===== DOCUMENT TEXT =====

EDITORIAL | Political maturity is more valuable than liberation credentials or ideology

The DA and ANC have been warned: factional interests will be punished

Election posters from the 2024 elections
The DA and ANC have been warned. Factional interests will be punished. (EUGENE COETZEE)

Political maturity has become South Africa’s most sought-after commodity — the nation’s would-be leaders will do well to remember that as the DA’s elective conference approaches and as the ANC’s succession race heats up.

The electorate has made clear in successive elections that it is gatvol of politicians serving self or party interests.

It is not only the ANC that has haemorrhaged mass support, with many of its long-time supporters staying away en masse on election day. The DA has also increasingly been struggling to get its loyalists to the polls. With parties such as the EFF and ActionSA fishing out of the same pool as the ANC and DA, and there now being more than 300 registered political parties in SA, the body politic is increasingly splintered.

It is widely accepted that many South Africans over the years have lent their support to COPE, the EFF and perhaps even MK more recently, as a protest vote against the ANC. While these parties served as a necessary irritation to push a long-overdue reform agenda in the ANC, the health of democracy has taken a turn for the worse. The most critical is voter turnout: it dropped to a record low in the 2021 local government elections.

It is important that political parties hold legitimate internal elections. And we cannot make that assumption for all parties — many of which have pre-ordained successors or dispense with the process entirely.

But divisive leadership contests, characterised by proxy battles, in both ANC and DA have tarnished the image of both parties. Slate or factional politics — between conservatives and progressives or the so-called push for radical economic transformation — is something the electorate has developed an allergy to.

It is important that political parties hold legitimate internal elections. And we cannot make that assumption for all parties — many of which have pre-ordained successors or dispense with the process entirely.

=====

ACTION ITEM A >> Please list every political party the editorial names, using the abbreviations or names as they appear.
ACTION ITEM B >> Write the next part of the editorial on political maturity, continuing from its final paragraph.

===== INFORMATION SHOWN =====

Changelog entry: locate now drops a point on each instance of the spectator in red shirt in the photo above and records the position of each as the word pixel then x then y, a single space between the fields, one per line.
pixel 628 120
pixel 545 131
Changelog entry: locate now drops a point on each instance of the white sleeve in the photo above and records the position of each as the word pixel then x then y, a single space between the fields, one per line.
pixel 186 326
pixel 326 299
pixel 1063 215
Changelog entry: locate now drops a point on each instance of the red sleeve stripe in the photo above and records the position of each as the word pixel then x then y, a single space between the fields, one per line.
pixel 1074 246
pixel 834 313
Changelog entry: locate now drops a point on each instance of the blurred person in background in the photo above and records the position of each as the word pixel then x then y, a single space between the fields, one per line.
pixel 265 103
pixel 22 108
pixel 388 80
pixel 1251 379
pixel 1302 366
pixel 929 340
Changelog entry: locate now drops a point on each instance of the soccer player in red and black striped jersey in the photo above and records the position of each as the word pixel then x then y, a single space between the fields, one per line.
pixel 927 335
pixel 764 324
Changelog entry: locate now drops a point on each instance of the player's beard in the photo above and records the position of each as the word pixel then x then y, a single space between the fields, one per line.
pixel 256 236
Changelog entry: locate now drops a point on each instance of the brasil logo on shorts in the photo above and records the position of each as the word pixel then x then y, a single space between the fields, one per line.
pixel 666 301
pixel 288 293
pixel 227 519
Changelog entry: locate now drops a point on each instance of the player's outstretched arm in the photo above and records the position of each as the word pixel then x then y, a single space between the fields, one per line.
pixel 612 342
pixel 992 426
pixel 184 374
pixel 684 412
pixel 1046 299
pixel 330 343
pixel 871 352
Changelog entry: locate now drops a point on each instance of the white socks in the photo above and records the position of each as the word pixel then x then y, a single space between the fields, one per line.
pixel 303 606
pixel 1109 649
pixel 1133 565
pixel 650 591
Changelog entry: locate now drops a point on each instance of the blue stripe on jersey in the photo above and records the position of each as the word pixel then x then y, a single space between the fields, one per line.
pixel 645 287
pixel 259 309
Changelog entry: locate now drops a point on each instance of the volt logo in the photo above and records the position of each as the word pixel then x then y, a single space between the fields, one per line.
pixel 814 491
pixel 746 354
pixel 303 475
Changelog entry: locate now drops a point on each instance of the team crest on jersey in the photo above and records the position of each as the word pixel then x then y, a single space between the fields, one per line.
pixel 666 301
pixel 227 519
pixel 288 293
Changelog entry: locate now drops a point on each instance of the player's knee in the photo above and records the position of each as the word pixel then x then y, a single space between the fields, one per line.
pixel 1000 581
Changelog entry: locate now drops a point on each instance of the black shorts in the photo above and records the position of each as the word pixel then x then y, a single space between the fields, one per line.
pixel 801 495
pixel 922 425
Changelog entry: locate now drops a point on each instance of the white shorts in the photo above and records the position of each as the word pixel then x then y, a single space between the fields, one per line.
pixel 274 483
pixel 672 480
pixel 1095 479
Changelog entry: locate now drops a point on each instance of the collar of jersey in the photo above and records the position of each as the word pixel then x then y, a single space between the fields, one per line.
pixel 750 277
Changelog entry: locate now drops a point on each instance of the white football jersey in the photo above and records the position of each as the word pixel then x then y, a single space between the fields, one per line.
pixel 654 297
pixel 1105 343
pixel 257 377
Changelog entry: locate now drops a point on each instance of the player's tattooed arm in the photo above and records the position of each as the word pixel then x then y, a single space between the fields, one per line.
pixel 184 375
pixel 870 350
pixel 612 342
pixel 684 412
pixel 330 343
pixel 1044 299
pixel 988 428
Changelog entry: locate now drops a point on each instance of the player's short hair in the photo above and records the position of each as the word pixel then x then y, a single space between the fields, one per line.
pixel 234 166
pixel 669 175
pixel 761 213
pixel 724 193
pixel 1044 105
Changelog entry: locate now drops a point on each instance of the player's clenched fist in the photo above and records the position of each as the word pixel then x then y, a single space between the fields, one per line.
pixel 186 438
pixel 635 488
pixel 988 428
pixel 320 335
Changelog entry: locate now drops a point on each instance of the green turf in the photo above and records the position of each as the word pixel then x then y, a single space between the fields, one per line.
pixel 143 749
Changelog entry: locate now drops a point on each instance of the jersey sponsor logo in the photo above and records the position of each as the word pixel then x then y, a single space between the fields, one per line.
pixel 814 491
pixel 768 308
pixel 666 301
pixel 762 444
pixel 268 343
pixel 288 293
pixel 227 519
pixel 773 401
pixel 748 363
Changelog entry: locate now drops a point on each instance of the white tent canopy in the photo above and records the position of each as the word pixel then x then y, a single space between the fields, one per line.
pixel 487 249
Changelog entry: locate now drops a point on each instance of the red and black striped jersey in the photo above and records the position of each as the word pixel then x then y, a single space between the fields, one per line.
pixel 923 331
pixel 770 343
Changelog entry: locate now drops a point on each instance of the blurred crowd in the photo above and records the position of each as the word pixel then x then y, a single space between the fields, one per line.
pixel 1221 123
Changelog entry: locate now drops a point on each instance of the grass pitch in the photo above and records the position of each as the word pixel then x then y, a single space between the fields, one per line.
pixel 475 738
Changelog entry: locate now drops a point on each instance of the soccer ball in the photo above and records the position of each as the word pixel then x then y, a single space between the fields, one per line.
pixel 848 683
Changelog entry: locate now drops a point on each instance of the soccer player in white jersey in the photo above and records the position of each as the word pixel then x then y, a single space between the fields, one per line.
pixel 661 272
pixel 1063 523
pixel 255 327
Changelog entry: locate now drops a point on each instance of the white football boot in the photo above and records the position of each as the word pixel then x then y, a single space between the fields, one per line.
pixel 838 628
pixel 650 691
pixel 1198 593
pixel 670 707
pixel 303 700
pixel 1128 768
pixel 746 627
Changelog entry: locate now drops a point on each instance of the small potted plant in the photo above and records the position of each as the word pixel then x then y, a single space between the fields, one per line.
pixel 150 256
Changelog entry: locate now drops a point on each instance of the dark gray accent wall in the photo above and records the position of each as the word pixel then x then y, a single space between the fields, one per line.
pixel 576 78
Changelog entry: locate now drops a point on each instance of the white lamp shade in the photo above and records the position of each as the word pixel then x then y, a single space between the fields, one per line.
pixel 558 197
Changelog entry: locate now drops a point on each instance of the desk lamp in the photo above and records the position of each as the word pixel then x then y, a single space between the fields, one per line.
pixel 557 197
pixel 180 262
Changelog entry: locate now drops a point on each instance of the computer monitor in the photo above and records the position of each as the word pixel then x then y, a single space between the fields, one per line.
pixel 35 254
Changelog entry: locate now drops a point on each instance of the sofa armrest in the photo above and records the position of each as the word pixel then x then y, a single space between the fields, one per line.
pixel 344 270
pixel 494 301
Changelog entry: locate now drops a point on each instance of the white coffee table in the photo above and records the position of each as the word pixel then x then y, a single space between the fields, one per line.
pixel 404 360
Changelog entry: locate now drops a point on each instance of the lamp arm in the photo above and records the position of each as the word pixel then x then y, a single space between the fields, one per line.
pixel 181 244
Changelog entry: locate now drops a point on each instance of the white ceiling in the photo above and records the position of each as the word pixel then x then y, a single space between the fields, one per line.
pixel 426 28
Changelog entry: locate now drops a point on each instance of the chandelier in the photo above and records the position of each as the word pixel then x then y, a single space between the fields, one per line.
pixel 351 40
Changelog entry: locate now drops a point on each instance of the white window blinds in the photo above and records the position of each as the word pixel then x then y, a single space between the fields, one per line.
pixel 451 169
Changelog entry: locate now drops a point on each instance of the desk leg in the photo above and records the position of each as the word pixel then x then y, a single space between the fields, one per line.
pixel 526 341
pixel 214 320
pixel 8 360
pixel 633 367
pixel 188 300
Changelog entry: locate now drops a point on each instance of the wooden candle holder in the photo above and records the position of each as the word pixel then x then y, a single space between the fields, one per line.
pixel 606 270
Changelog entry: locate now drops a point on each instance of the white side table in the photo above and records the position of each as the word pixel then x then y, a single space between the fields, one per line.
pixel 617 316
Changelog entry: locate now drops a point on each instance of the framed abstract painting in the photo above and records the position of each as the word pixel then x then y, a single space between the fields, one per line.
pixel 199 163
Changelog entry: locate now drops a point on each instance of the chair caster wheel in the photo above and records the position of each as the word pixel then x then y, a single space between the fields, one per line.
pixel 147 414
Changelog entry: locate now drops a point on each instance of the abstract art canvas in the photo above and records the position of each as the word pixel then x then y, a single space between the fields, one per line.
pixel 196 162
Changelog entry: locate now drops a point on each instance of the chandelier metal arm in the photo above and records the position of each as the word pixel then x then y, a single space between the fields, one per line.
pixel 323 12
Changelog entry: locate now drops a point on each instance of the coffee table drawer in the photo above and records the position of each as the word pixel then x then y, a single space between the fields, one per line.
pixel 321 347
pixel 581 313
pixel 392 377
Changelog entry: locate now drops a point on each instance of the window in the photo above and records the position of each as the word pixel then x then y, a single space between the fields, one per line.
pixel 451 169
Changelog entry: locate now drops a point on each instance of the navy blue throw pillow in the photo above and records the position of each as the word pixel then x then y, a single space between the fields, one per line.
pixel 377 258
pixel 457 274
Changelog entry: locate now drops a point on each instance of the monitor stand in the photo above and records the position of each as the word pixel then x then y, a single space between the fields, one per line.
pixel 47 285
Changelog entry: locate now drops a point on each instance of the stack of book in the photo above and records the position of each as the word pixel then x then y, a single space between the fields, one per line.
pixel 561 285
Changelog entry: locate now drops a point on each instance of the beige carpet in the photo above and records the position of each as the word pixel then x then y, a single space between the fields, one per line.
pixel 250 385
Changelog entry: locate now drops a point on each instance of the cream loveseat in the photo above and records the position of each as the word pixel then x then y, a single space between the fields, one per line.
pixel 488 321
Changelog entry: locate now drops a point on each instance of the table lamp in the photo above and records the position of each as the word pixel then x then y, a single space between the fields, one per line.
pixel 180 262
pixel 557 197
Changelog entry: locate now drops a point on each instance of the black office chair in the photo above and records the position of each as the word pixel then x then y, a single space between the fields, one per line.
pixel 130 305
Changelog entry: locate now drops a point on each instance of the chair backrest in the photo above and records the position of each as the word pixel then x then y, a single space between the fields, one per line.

=====

YOUR RESPONSE A >>
DA
ANC
EFF
ActionSA
COPE
MK

YOUR RESPONSE B >>
What both parties should understand is that the erosion of voter confidence is no longer merely about service delivery failures or economic stagnation; it is increasingly about the perception that political organisations have become inward-looking machines obsessed with internal power struggles. When leadership races descend into factional warfare, voters interpret this not as healthy democratic competition but as evidence that the political class is disconnected from the daily realities facing the country.

In this sense, internal party dynamics have become a public governance issue. A party consumed by succession battles cannot convincingly project policy coherence, nor can it persuade voters that it is capable of disciplined administration once in government.

The lesson from the 2024 election is therefore sharper than many party strategists are willing to admit. South Africa is no longer operating within the old electoral psychology where liberation credentials or ideological branding automatically translated into loyalty at the ballot box. Voters are increasingly transactional and pragmatic. They are willing to withdraw support from parties that appear distracted by factional manoeuvring.

The fragmentation of the party system is not simply the product of ideological diversity; it is also a symptom of political fatigue with leadership cultures that prioritise internal patronage networks over credible governance.

The DA and ANC have been warned. If they put self or factional interests or party politics ahead of the national interest, it will be at their own peril.